* [Information provided]

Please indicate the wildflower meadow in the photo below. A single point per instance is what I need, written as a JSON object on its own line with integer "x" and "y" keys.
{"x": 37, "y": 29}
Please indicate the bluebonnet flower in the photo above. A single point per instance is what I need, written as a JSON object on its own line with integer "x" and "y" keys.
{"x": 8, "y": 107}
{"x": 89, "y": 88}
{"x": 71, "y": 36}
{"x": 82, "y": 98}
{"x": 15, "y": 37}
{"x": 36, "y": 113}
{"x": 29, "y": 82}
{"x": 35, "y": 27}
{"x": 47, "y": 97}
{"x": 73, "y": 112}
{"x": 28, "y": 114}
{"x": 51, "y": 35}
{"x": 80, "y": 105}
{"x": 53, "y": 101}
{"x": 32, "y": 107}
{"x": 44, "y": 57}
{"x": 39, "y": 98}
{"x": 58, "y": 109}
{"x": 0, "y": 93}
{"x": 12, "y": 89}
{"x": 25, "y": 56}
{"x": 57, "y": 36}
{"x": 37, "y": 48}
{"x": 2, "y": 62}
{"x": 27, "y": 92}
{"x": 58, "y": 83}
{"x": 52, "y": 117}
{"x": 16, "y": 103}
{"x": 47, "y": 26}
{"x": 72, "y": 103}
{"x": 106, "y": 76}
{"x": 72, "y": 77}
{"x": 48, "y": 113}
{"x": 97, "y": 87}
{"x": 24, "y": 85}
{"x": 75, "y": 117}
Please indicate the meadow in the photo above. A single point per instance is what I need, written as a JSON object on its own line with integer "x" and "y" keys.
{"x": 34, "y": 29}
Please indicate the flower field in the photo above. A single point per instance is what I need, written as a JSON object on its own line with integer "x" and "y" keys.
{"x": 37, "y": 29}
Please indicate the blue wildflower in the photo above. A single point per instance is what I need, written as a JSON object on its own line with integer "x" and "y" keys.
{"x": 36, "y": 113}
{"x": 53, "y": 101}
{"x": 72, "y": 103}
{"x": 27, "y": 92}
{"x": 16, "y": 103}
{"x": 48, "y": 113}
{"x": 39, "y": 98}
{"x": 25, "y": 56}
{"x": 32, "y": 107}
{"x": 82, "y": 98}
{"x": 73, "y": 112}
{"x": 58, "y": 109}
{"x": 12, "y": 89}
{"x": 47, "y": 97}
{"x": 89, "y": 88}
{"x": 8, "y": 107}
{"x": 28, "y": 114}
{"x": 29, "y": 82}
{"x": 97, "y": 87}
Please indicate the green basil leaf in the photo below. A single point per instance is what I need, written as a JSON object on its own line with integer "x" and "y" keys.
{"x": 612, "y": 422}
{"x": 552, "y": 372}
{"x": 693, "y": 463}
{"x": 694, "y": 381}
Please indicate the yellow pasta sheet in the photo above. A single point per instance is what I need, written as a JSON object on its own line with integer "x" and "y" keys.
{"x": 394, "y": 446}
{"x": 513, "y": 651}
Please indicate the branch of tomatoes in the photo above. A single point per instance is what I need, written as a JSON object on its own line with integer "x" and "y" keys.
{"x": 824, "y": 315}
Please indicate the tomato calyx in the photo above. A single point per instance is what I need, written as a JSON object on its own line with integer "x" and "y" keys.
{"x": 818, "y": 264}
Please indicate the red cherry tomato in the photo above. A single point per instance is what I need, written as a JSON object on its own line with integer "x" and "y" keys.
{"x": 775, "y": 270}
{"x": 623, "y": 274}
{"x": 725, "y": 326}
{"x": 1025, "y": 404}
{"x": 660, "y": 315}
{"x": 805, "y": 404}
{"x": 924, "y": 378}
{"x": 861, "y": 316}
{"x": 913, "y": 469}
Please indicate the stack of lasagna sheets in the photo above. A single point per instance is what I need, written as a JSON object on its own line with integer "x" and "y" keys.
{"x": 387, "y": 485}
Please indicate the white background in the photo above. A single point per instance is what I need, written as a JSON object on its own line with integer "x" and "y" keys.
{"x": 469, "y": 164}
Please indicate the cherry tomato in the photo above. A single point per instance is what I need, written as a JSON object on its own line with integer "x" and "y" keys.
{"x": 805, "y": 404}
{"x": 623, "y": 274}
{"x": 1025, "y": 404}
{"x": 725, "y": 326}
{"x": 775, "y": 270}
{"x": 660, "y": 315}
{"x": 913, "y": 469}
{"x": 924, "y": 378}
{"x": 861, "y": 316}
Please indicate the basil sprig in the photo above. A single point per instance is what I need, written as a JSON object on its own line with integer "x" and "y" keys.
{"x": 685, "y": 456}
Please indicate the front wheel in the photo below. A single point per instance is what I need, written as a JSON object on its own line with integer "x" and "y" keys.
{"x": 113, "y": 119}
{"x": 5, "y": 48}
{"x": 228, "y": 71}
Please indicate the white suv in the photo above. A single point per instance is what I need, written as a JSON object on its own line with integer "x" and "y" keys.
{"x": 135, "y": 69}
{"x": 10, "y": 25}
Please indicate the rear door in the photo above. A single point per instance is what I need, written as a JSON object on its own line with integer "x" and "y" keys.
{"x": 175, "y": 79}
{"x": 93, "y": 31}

...

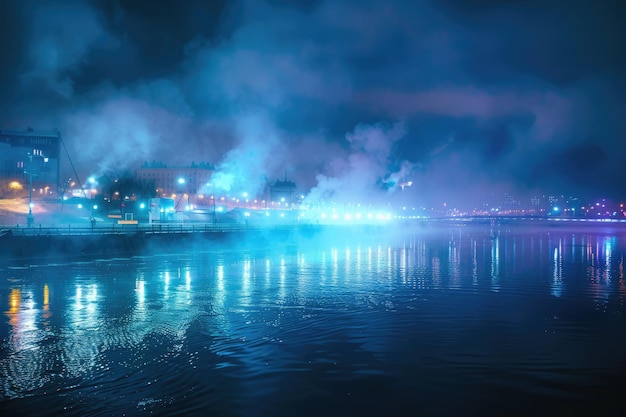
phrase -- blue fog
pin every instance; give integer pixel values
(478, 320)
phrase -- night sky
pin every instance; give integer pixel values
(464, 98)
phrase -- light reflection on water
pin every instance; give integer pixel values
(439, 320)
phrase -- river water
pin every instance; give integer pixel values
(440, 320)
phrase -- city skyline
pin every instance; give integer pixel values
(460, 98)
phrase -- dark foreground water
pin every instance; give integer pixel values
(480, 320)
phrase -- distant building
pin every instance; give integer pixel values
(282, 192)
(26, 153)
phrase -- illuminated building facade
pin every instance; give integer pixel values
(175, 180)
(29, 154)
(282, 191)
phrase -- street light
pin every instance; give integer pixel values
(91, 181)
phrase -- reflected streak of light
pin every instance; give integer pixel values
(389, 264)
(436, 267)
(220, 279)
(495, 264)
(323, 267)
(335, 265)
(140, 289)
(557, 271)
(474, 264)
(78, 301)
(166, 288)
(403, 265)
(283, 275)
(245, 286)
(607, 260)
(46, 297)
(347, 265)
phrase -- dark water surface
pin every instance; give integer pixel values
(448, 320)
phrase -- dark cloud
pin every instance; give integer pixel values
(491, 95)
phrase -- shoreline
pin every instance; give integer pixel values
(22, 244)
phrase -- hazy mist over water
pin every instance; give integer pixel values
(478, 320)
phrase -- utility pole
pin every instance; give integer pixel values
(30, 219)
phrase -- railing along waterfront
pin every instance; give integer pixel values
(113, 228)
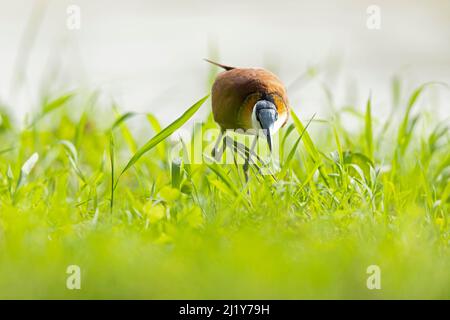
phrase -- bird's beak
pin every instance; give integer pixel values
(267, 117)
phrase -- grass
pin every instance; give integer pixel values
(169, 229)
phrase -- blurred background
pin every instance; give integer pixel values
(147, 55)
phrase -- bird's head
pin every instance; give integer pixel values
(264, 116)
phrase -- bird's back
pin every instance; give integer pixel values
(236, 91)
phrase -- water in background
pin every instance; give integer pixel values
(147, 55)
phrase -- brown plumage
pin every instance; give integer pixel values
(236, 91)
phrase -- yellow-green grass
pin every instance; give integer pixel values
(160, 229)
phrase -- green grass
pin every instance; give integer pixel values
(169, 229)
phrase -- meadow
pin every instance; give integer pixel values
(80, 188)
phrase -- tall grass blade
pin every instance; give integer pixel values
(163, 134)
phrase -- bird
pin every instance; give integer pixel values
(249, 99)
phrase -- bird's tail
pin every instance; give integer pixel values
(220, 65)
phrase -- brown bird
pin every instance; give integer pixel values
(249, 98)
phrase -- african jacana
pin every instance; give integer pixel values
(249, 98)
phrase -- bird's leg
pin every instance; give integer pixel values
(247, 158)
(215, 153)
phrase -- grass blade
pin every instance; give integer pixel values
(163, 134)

* * *

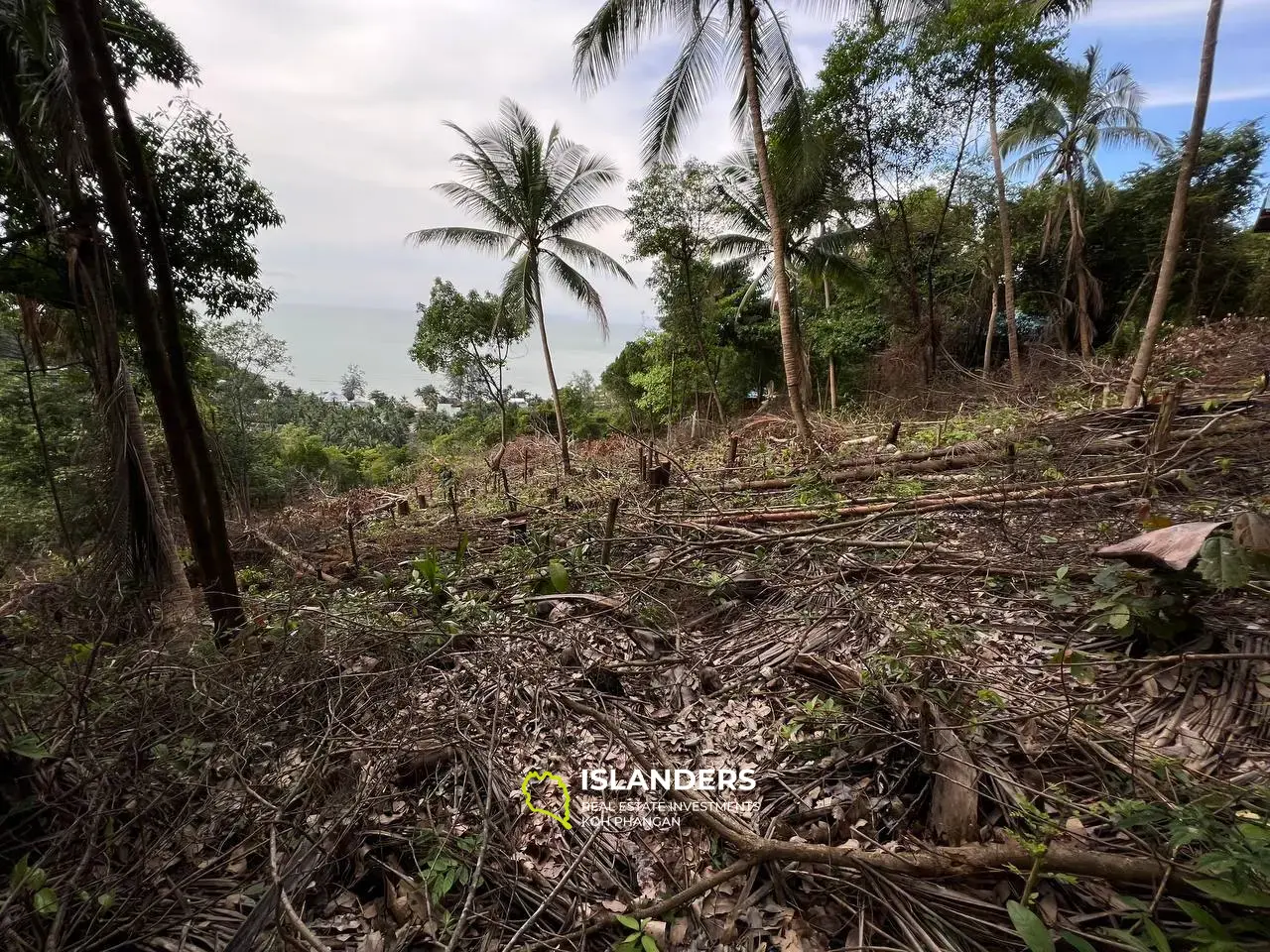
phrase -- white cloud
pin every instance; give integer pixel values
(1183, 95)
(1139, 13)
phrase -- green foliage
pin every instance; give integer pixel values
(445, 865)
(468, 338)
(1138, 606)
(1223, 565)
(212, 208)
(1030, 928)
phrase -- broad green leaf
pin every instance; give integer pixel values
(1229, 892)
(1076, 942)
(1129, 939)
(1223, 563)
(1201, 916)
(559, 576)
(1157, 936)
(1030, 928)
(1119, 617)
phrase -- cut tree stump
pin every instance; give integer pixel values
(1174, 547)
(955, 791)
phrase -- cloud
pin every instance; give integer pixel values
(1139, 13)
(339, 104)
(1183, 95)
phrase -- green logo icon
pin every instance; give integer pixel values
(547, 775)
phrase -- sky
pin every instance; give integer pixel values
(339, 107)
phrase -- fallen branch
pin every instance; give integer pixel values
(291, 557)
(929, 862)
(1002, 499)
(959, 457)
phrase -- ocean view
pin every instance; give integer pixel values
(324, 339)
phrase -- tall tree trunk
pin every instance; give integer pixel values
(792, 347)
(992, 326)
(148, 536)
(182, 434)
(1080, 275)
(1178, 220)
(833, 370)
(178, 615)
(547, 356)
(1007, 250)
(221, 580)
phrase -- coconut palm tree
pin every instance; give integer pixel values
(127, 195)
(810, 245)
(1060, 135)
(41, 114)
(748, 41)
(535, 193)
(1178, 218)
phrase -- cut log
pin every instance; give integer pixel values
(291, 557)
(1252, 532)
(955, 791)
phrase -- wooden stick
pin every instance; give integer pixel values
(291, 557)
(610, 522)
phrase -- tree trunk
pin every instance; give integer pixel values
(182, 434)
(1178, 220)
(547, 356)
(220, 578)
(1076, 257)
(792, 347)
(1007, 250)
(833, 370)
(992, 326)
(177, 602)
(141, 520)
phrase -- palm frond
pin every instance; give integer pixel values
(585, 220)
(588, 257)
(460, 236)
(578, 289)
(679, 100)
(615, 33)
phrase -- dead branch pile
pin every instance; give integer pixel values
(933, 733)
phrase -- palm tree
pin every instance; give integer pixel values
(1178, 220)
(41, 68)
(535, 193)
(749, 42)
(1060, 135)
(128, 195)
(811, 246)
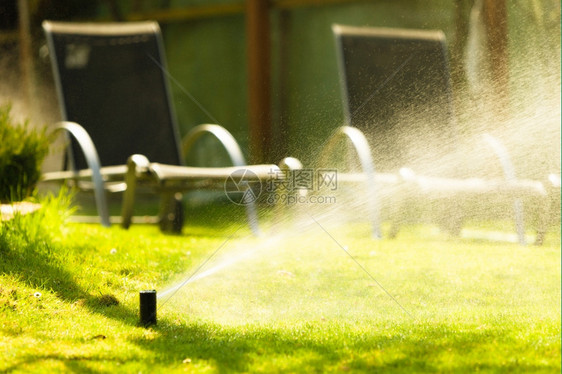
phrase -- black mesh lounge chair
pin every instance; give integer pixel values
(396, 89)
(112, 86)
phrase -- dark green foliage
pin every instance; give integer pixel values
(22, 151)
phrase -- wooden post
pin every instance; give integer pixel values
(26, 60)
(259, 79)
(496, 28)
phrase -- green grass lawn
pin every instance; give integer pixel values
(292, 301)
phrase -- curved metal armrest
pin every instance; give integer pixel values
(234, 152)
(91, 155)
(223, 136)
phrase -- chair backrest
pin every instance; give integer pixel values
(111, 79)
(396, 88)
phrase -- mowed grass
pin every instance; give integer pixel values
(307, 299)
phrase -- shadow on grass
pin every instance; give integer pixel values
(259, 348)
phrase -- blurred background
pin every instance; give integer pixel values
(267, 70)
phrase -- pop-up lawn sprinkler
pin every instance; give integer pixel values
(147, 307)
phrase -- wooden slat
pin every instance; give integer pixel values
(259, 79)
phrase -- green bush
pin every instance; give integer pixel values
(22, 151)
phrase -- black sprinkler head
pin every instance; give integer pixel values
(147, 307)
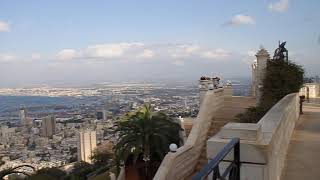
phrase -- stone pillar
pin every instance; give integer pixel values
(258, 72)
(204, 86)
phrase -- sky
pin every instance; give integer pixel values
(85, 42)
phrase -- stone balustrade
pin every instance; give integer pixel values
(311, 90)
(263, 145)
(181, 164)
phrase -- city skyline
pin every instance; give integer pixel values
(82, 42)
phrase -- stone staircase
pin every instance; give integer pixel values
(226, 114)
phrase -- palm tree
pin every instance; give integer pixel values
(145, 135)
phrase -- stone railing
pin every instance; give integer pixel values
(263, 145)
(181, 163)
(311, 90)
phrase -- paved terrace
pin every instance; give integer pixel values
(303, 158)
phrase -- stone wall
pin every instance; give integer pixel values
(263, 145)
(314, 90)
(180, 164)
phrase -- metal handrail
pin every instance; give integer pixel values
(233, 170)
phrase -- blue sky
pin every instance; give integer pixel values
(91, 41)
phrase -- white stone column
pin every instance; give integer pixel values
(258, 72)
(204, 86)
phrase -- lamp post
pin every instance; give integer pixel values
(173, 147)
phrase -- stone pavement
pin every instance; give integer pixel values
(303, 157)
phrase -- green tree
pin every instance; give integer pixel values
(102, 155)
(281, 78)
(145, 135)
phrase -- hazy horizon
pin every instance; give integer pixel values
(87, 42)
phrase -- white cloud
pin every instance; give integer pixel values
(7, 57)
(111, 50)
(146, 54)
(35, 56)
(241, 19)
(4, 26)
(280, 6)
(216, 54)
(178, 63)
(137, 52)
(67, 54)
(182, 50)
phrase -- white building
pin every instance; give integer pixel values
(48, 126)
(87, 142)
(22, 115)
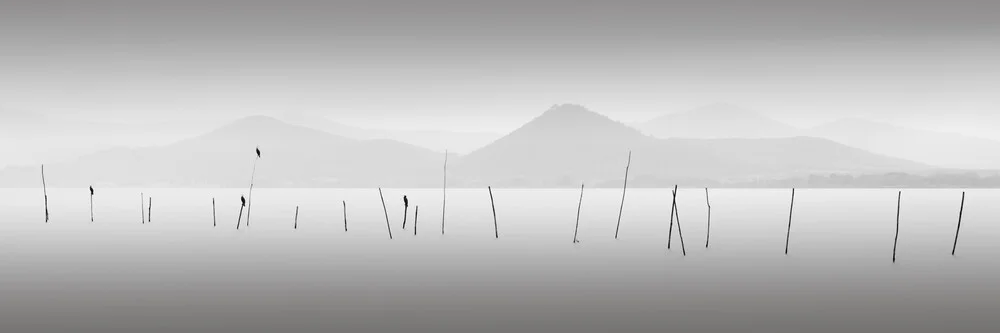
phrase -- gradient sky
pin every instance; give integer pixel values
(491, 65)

* [About this task] All lines carrying the word "cloud" must be copied from the data above.

* [Exercise output]
phrase -- dark cloud
phrase -- white cloud
phrase -- cloud
phrase -- white cloud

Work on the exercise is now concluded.